[Segmentation mask data]
• • • •

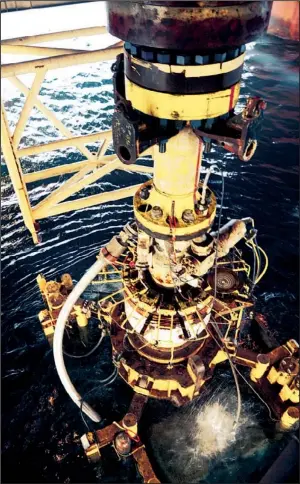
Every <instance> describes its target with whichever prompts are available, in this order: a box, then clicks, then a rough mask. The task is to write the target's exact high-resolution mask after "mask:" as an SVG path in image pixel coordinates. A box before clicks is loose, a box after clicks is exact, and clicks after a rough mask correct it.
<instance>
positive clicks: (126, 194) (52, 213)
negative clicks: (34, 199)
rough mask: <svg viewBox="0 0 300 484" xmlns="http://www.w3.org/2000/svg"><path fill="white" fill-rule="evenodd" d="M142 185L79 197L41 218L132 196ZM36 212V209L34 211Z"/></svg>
mask: <svg viewBox="0 0 300 484" xmlns="http://www.w3.org/2000/svg"><path fill="white" fill-rule="evenodd" d="M139 187H140V185H133V186H130V187H126V188H120V189H119V190H113V191H111V192H105V193H99V194H98V195H91V196H90V197H85V198H79V199H77V200H72V201H71V202H64V203H60V204H59V205H56V206H55V207H52V208H50V209H49V211H48V213H47V214H45V215H43V216H42V217H39V218H41V219H42V218H47V217H52V216H54V215H59V214H61V213H67V212H71V211H73V210H80V209H82V208H88V207H93V206H94V205H101V204H103V203H109V202H112V201H116V200H121V199H123V198H128V197H132V196H133V195H134V194H135V193H136V191H137V190H138V188H139ZM33 213H34V211H33Z"/></svg>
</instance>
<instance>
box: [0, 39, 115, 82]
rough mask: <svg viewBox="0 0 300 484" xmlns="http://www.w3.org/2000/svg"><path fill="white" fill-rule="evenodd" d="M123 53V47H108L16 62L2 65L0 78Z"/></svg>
mask: <svg viewBox="0 0 300 484" xmlns="http://www.w3.org/2000/svg"><path fill="white" fill-rule="evenodd" d="M122 52H123V47H110V48H108V49H100V50H92V51H90V52H84V53H81V54H66V55H58V56H55V57H48V58H43V59H38V60H31V61H26V62H16V63H14V64H4V65H2V66H1V77H2V78H5V77H12V76H18V75H20V74H29V73H31V72H36V70H38V69H41V68H46V69H48V70H49V69H60V68H63V67H70V66H75V65H79V64H89V63H92V62H100V61H107V60H112V59H115V57H116V56H117V55H119V54H121V53H122Z"/></svg>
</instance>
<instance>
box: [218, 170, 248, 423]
mask: <svg viewBox="0 0 300 484" xmlns="http://www.w3.org/2000/svg"><path fill="white" fill-rule="evenodd" d="M220 172H221V175H222V192H221V202H220V211H219V218H218V231H217V234H218V235H217V242H216V256H215V281H214V299H216V298H217V272H218V265H217V260H218V245H219V240H220V228H221V218H222V211H223V205H224V195H225V180H224V173H223V170H222V171H221V170H220ZM211 322H212V326H213V328H214V329H215V331H216V333H217V335H218V337H219V338H220V343H221V346H222V348H223V349H224V350H225V353H226V354H227V357H228V361H229V364H230V367H231V371H232V375H233V378H234V381H235V386H236V391H237V401H238V406H237V414H236V419H235V423H234V429H235V427H236V425H237V423H238V421H239V418H240V413H241V407H242V404H241V392H240V386H239V381H238V377H237V373H236V369H235V365H234V364H233V362H232V361H231V356H230V354H229V351H228V350H227V347H226V344H222V339H223V335H222V333H221V331H220V330H219V327H218V325H217V323H216V321H213V320H212V318H211ZM214 339H215V338H214ZM219 346H220V345H219Z"/></svg>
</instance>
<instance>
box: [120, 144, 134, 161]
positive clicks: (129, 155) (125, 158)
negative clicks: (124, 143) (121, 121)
mask: <svg viewBox="0 0 300 484" xmlns="http://www.w3.org/2000/svg"><path fill="white" fill-rule="evenodd" d="M118 154H119V156H120V158H122V161H124V163H130V160H131V153H130V151H129V149H128V148H126V146H120V147H119V149H118Z"/></svg>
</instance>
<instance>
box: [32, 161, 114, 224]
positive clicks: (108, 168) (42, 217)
mask: <svg viewBox="0 0 300 484" xmlns="http://www.w3.org/2000/svg"><path fill="white" fill-rule="evenodd" d="M121 163H122V162H121V161H120V160H119V159H118V158H115V159H114V160H113V161H111V162H110V163H107V165H105V166H103V167H101V168H98V169H97V170H96V171H95V172H93V173H91V174H89V175H87V172H88V171H91V169H90V167H88V166H87V167H85V168H83V169H82V170H81V171H79V172H78V173H76V175H73V176H72V177H71V178H70V179H69V180H67V181H66V182H65V183H63V184H62V185H61V186H60V187H58V188H57V189H56V190H54V191H53V192H52V193H51V194H50V195H48V196H47V197H46V198H44V200H42V201H41V202H39V203H38V204H37V205H36V206H35V207H33V211H34V214H35V217H36V218H37V219H39V218H43V216H46V217H47V215H48V213H49V210H51V207H53V206H54V205H57V204H58V203H59V202H61V201H62V200H66V198H69V197H70V196H72V195H74V193H77V192H79V191H80V190H82V189H83V188H85V187H87V186H88V185H90V184H91V183H94V182H95V181H97V180H99V179H100V178H102V177H103V176H105V175H107V174H109V173H111V172H112V171H113V170H115V169H116V168H118V166H119V165H120V164H121ZM83 177H84V178H83Z"/></svg>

• • • •

▶ **EXERCISE GOAL**: Set down all the lines above exactly as they appear, with no pictures.

▶ **RESULT**:
Every <instance> describes its target with whichever prompts are available, in this order: a box, then clicks, then a rough mask. The task is to write the target's exact high-resolution mask after "mask:" as an SVG path in image pixel coordinates. A box before clicks is loose, a box after clicks is exact, and clicks after a rough mask correct it.
<instance>
positive clicks: (126, 194) (52, 213)
negative clicks: (34, 199)
rough mask: <svg viewBox="0 0 300 484" xmlns="http://www.w3.org/2000/svg"><path fill="white" fill-rule="evenodd" d="M142 185L79 197L41 218L132 196ZM36 212V209L34 211Z"/></svg>
mask: <svg viewBox="0 0 300 484" xmlns="http://www.w3.org/2000/svg"><path fill="white" fill-rule="evenodd" d="M139 187H140V185H133V186H130V187H126V188H120V189H119V190H113V191H111V192H105V193H99V194H98V195H91V196H90V197H85V198H79V199H77V200H72V201H71V202H64V203H60V204H59V205H56V206H55V207H52V208H50V209H49V211H48V213H47V214H45V215H43V216H42V217H39V218H41V219H42V218H47V217H52V216H54V215H59V214H61V213H67V212H71V211H73V210H80V209H82V208H88V207H93V206H94V205H101V204H103V203H109V202H112V201H116V200H121V199H123V198H128V197H132V196H133V195H134V194H135V193H136V191H137V190H138V188H139ZM33 213H34V211H33Z"/></svg>
</instance>
<instance>
box: [0, 39, 115, 82]
rough mask: <svg viewBox="0 0 300 484" xmlns="http://www.w3.org/2000/svg"><path fill="white" fill-rule="evenodd" d="M123 53V47H108L16 62L2 65L0 78Z"/></svg>
mask: <svg viewBox="0 0 300 484" xmlns="http://www.w3.org/2000/svg"><path fill="white" fill-rule="evenodd" d="M122 52H123V47H110V48H108V49H100V50H92V51H90V52H84V53H81V54H66V55H58V56H55V57H48V58H43V59H38V60H31V61H26V62H16V63H14V64H4V65H2V66H1V77H2V78H5V77H12V76H18V75H20V74H29V73H31V72H36V70H38V69H41V68H46V69H48V70H49V69H60V68H63V67H70V66H75V65H79V64H89V63H92V62H100V61H107V60H112V59H115V57H116V56H117V55H119V54H121V53H122Z"/></svg>
</instance>
<instance>
box: [218, 170, 248, 423]
mask: <svg viewBox="0 0 300 484" xmlns="http://www.w3.org/2000/svg"><path fill="white" fill-rule="evenodd" d="M220 172H221V175H222V192H221V202H220V211H219V218H218V231H217V234H218V235H217V242H216V256H215V281H214V299H216V298H217V272H218V265H217V260H218V245H219V240H220V228H221V218H222V211H223V205H224V195H225V180H224V173H223V170H222V171H221V170H220ZM211 322H212V326H213V328H214V329H215V331H216V333H217V335H218V337H219V338H220V343H221V346H222V348H223V349H224V350H225V353H226V354H227V357H228V361H229V364H230V367H231V371H232V375H233V378H234V381H235V386H236V391H237V401H238V406H237V414H236V419H235V423H234V429H235V427H236V425H237V423H238V421H239V418H240V413H241V407H242V404H241V392H240V386H239V381H238V377H237V373H236V369H235V365H234V364H233V362H232V361H231V356H230V354H229V351H228V350H227V347H226V344H222V339H223V335H222V333H221V331H220V330H219V327H218V325H217V323H216V321H213V320H212V318H211ZM214 339H215V338H214ZM219 346H220V345H219Z"/></svg>
</instance>
<instance>
box: [120, 144, 134, 161]
positive clicks: (129, 155) (125, 158)
negative clicks: (124, 143) (121, 121)
mask: <svg viewBox="0 0 300 484" xmlns="http://www.w3.org/2000/svg"><path fill="white" fill-rule="evenodd" d="M118 154H119V156H120V158H122V161H124V163H130V160H131V153H130V151H129V149H128V148H126V146H120V147H119V149H118Z"/></svg>
</instance>
<instance>
box: [32, 161, 114, 224]
positive clicks: (108, 168) (42, 217)
mask: <svg viewBox="0 0 300 484" xmlns="http://www.w3.org/2000/svg"><path fill="white" fill-rule="evenodd" d="M121 163H122V162H121V161H120V160H119V159H118V158H115V159H114V160H113V161H111V162H110V163H107V165H105V166H103V167H101V168H98V169H97V170H96V171H95V172H93V173H91V174H89V175H87V172H88V171H91V169H90V167H88V166H87V167H85V168H83V169H82V170H81V171H79V172H78V173H76V175H73V176H72V177H71V178H70V179H69V180H67V181H66V182H65V183H63V184H62V185H61V186H60V187H58V188H57V189H56V190H54V191H53V192H52V193H51V194H50V195H48V196H47V197H46V198H44V200H42V201H41V202H39V203H38V204H37V205H36V206H35V207H33V211H34V214H35V217H36V218H37V219H39V218H43V216H46V217H47V215H48V213H49V210H51V207H53V206H54V205H57V204H58V203H59V202H61V201H62V200H66V198H69V197H70V196H72V195H74V193H77V192H79V191H80V190H82V189H83V188H85V187H87V186H88V185H90V184H91V183H94V182H95V181H97V180H99V179H100V178H102V177H103V176H105V175H107V174H109V173H111V172H112V171H113V170H115V169H116V168H118V166H119V165H120V164H121ZM83 177H84V178H83Z"/></svg>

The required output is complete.